→ **Exercise**
Your response should consist solely of the lines from the one containing "positive clicks: (1, 18)" through the end of the data, copied exactly.
::: Record extracts
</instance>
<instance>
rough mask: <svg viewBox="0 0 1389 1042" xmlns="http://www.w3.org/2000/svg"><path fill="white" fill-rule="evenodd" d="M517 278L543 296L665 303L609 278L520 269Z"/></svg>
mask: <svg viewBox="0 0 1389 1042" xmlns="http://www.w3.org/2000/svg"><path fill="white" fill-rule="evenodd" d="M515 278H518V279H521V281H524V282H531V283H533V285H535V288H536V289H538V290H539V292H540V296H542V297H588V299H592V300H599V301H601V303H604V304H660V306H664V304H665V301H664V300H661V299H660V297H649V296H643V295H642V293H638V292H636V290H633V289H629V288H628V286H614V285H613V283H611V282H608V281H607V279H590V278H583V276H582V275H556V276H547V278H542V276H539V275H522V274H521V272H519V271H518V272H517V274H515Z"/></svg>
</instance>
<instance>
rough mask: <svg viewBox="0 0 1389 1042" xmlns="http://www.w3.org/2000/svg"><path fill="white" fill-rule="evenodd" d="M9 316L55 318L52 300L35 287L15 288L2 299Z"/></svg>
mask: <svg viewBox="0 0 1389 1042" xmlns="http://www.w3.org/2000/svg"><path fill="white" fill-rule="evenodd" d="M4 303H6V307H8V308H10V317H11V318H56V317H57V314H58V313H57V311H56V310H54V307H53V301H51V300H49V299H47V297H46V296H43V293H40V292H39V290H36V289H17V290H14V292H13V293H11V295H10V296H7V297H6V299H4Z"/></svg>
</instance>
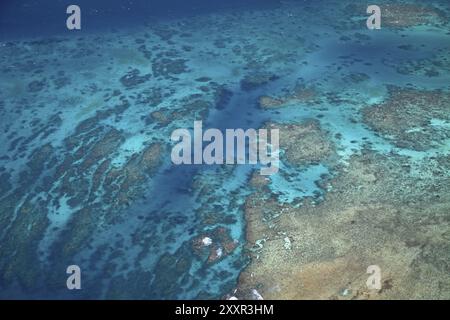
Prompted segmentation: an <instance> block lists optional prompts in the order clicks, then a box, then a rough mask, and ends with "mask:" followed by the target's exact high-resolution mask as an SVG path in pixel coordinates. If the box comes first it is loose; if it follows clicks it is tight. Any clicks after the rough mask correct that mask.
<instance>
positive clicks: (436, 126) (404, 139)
mask: <svg viewBox="0 0 450 320" xmlns="http://www.w3.org/2000/svg"><path fill="white" fill-rule="evenodd" d="M388 90H389V97H388V98H387V100H386V101H384V102H383V103H381V104H377V105H374V106H367V107H365V108H363V109H362V115H363V121H364V122H365V123H367V125H369V126H370V127H371V128H372V129H373V130H376V131H377V132H379V133H380V134H381V135H383V136H385V137H386V138H388V139H392V140H393V141H394V143H395V144H396V145H397V146H398V147H402V148H411V149H414V150H428V149H430V148H432V147H437V146H439V145H440V144H442V143H445V141H446V139H449V138H450V130H449V128H448V126H446V125H445V124H446V123H449V121H450V116H449V115H450V94H449V93H447V92H444V91H424V90H416V89H408V88H406V89H405V88H398V87H395V86H389V87H388Z"/></svg>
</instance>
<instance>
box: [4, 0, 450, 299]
mask: <svg viewBox="0 0 450 320" xmlns="http://www.w3.org/2000/svg"><path fill="white" fill-rule="evenodd" d="M379 5H380V6H381V8H382V10H383V16H384V17H385V19H384V20H383V22H382V23H383V24H382V29H381V30H368V29H367V27H366V24H365V20H366V18H367V15H366V8H365V7H364V6H360V5H355V4H353V3H352V2H351V1H330V2H327V6H323V5H322V4H321V3H320V2H313V1H311V2H307V3H304V4H302V3H300V2H299V1H283V2H280V3H279V4H278V5H277V6H276V7H275V8H270V9H260V10H255V9H251V10H250V9H248V10H245V9H236V10H233V9H229V10H225V11H223V12H215V13H207V14H199V15H194V16H192V17H189V18H180V17H177V18H172V19H167V20H164V21H157V22H155V21H151V20H150V21H149V22H148V23H147V24H146V25H143V26H139V27H137V26H134V27H132V28H129V29H128V28H120V29H113V30H111V31H102V32H94V31H93V32H86V33H85V32H81V33H77V34H76V35H75V36H55V37H42V38H39V37H37V38H30V39H22V40H15V39H12V40H11V39H9V40H5V41H2V42H1V43H0V71H1V74H2V76H1V77H0V119H1V120H0V130H1V132H2V135H1V136H0V146H1V147H0V226H1V228H0V251H1V255H0V297H1V298H11V297H15V298H41V299H42V298H44V299H45V298H58V299H103V298H113V299H220V298H226V297H230V296H233V295H234V296H236V297H237V298H251V299H257V298H259V295H261V296H262V297H263V298H264V299H379V298H382V299H399V298H407V299H410V298H421V299H422V298H423V299H431V298H432V299H448V298H449V297H450V279H449V276H448V275H449V272H450V267H449V266H450V256H449V252H450V250H449V249H450V248H449V244H450V225H449V223H450V190H449V188H450V183H449V182H450V181H449V180H450V160H449V155H450V86H449V83H450V64H449V63H450V62H449V61H450V56H449V52H450V45H449V44H450V19H449V18H450V7H449V4H448V1H429V2H426V3H424V2H423V1H395V2H392V1H380V3H379ZM194 121H203V124H204V127H205V129H207V128H218V129H220V130H224V129H227V128H229V129H235V128H243V129H247V128H254V129H259V128H277V129H279V130H280V149H281V151H280V161H281V163H280V170H279V172H278V173H277V174H273V175H271V176H268V177H264V176H260V175H259V168H257V167H256V166H251V165H221V166H208V165H186V166H176V165H173V164H172V163H171V161H170V152H171V147H172V146H173V142H172V141H171V140H170V136H171V133H172V132H173V131H174V130H176V129H179V128H189V129H192V124H193V123H194ZM72 264H76V265H79V266H80V268H81V270H82V277H83V278H82V279H83V280H82V281H83V290H81V291H69V290H67V288H66V279H67V274H66V268H67V266H69V265H72ZM370 265H378V266H379V267H380V268H381V271H382V289H381V290H379V291H373V290H368V289H367V287H366V280H367V277H368V275H367V274H366V269H367V267H368V266H370ZM255 292H256V293H258V295H256V294H255Z"/></svg>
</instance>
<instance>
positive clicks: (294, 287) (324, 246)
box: [236, 150, 450, 299]
mask: <svg viewBox="0 0 450 320" xmlns="http://www.w3.org/2000/svg"><path fill="white" fill-rule="evenodd" d="M409 163H410V159H408V158H406V157H400V156H395V155H390V156H389V157H387V156H384V155H381V154H378V153H377V152H374V151H372V150H365V151H364V152H363V154H362V155H360V156H356V155H355V156H353V157H352V158H351V160H350V163H349V166H348V168H345V170H341V171H340V172H339V174H338V175H337V176H336V177H335V178H333V179H332V180H330V181H329V183H330V184H331V185H332V187H333V188H332V191H329V192H328V193H327V194H326V196H325V201H323V202H322V203H321V204H320V205H318V206H313V205H311V204H309V203H308V202H307V203H305V205H304V206H302V207H300V208H294V207H291V206H289V205H286V204H285V205H283V206H280V204H276V203H274V201H273V199H272V198H271V197H270V194H269V195H268V194H267V192H268V189H267V188H264V187H263V186H260V187H256V186H255V187H256V190H255V193H254V194H253V195H252V196H251V197H249V198H248V200H247V202H246V218H247V222H248V232H247V242H248V252H249V254H251V255H252V257H253V258H252V263H251V264H250V266H249V267H248V268H247V269H246V270H245V271H244V273H243V274H242V275H241V277H240V283H239V287H238V289H239V290H238V292H237V293H236V296H237V297H238V298H249V299H253V296H252V290H253V289H254V288H256V289H257V290H258V291H259V292H260V293H261V295H262V296H263V297H264V298H265V299H392V298H394V299H399V298H403V299H446V298H448V297H449V296H450V291H449V290H448V288H449V282H448V277H446V276H445V274H447V273H448V272H449V269H448V263H446V261H448V260H449V256H448V252H449V251H448V249H446V248H447V247H448V230H449V229H448V228H449V220H448V215H447V212H448V203H449V194H450V193H449V190H448V185H449V184H448V182H449V181H448V179H449V178H448V175H446V174H445V172H447V171H448V170H449V167H448V166H447V167H441V166H438V165H437V162H436V161H435V160H430V159H426V160H424V161H423V162H421V163H420V164H418V170H419V171H418V172H417V173H416V174H405V172H407V170H408V165H409ZM433 171H437V172H435V175H434V177H435V178H434V179H433V180H429V181H424V180H422V181H421V183H420V184H418V182H417V181H418V180H417V176H420V175H422V176H423V175H425V174H427V173H429V172H433ZM258 185H259V184H258ZM258 185H257V186H258ZM438 186H439V187H438ZM266 212H279V213H280V214H279V215H278V216H277V218H276V219H275V220H274V219H271V220H268V219H267V218H266ZM287 244H288V245H287ZM433 255H436V256H433ZM437 256H439V258H437ZM370 265H378V266H380V268H381V271H382V289H381V290H380V291H376V290H369V289H368V288H367V287H366V280H367V278H368V274H366V269H367V267H368V266H370ZM446 288H447V289H446Z"/></svg>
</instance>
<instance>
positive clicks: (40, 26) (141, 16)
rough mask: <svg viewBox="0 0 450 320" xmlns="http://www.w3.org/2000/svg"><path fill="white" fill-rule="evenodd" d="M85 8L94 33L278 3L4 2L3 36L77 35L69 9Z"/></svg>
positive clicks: (1, 18)
mask: <svg viewBox="0 0 450 320" xmlns="http://www.w3.org/2000/svg"><path fill="white" fill-rule="evenodd" d="M71 4H76V5H78V6H79V7H80V8H81V12H82V26H83V28H85V29H86V30H90V31H91V32H94V31H99V30H105V29H106V30H111V29H117V28H121V27H127V28H131V27H133V26H142V25H143V24H146V23H153V22H155V21H166V20H170V19H173V18H179V17H189V16H195V15H199V14H205V13H213V12H216V13H220V12H222V11H229V10H254V9H258V10H261V9H270V8H273V7H276V6H277V5H278V1H277V0H246V1H240V0H229V1H221V0H192V1H184V0H119V1H108V0H95V1H91V0H79V1H75V2H74V1H69V0H34V1H30V0H21V1H14V0H4V1H1V3H0V37H1V38H18V37H19V38H20V37H28V36H39V35H48V36H54V35H65V36H77V34H76V33H70V32H68V31H67V29H66V28H65V21H66V17H67V14H66V8H67V7H68V6H69V5H71Z"/></svg>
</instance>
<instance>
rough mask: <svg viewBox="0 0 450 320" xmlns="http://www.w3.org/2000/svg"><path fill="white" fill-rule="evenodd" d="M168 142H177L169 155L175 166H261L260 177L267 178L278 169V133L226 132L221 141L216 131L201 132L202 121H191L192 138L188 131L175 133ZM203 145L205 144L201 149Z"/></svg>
mask: <svg viewBox="0 0 450 320" xmlns="http://www.w3.org/2000/svg"><path fill="white" fill-rule="evenodd" d="M269 131H270V143H269V142H268V134H269ZM171 140H172V141H174V142H178V143H177V144H176V145H175V146H174V147H173V149H172V153H171V159H172V163H173V164H175V165H181V164H185V165H190V164H208V165H212V164H252V165H256V164H261V165H262V166H263V167H262V168H261V169H260V174H261V175H271V174H274V173H277V172H278V169H279V130H278V129H270V130H268V129H259V130H255V129H247V130H244V129H226V130H225V137H224V135H223V133H222V131H220V130H219V129H207V130H206V131H205V132H203V123H202V121H194V132H193V137H192V135H191V132H190V131H189V130H188V129H177V130H175V131H174V132H173V133H172V135H171ZM205 143H208V144H207V145H206V146H205V147H204V144H205ZM224 153H225V154H224ZM264 166H265V167H264Z"/></svg>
::::::
→ **Response area**
positive clicks: (1, 18)
mask: <svg viewBox="0 0 450 320" xmlns="http://www.w3.org/2000/svg"><path fill="white" fill-rule="evenodd" d="M71 4H76V5H78V6H79V7H80V8H81V12H82V26H83V28H85V29H86V30H90V31H91V32H94V31H99V30H105V29H106V30H111V29H117V28H121V27H127V28H131V27H133V26H142V25H143V24H146V23H153V22H155V21H166V20H170V19H173V18H179V17H189V16H195V15H199V14H205V13H213V12H216V13H220V12H222V11H229V10H254V9H258V10H261V9H270V8H273V7H276V6H277V5H278V1H277V0H246V1H240V0H229V1H221V0H192V1H184V0H119V1H108V0H95V1H91V0H79V1H75V2H74V1H69V0H34V1H30V0H21V1H14V0H4V1H1V3H0V37H1V38H18V37H19V38H20V37H28V36H39V35H48V36H54V35H65V36H77V34H76V33H70V32H68V31H67V29H66V28H65V21H66V17H67V14H66V8H67V7H68V6H69V5H71Z"/></svg>
</instance>
<instance>
rough mask: <svg viewBox="0 0 450 320" xmlns="http://www.w3.org/2000/svg"><path fill="white" fill-rule="evenodd" d="M168 142H177L169 155L175 166H261L260 177L267 178L278 169V133L226 132L221 141L216 131L201 132L202 121H191L192 138L188 131L175 133ZM203 145L205 144L201 149Z"/></svg>
mask: <svg viewBox="0 0 450 320" xmlns="http://www.w3.org/2000/svg"><path fill="white" fill-rule="evenodd" d="M269 131H270V143H269V142H268V134H269ZM171 140H172V141H174V142H178V143H177V144H176V145H175V146H174V147H173V149H172V153H171V159H172V163H173V164H175V165H181V164H185V165H190V164H208V165H212V164H252V165H256V164H261V165H262V166H263V167H262V168H261V169H260V174H261V175H271V174H274V173H277V172H278V169H279V130H278V129H270V130H268V129H259V130H255V129H247V130H244V129H226V130H225V137H224V135H223V133H222V131H220V130H219V129H207V130H206V131H205V132H203V123H202V121H194V132H193V137H192V135H191V132H190V131H189V130H188V129H177V130H175V131H174V132H173V133H172V135H171ZM205 143H208V144H207V145H206V146H205V147H204V144H205ZM224 153H225V154H224ZM264 166H265V167H264Z"/></svg>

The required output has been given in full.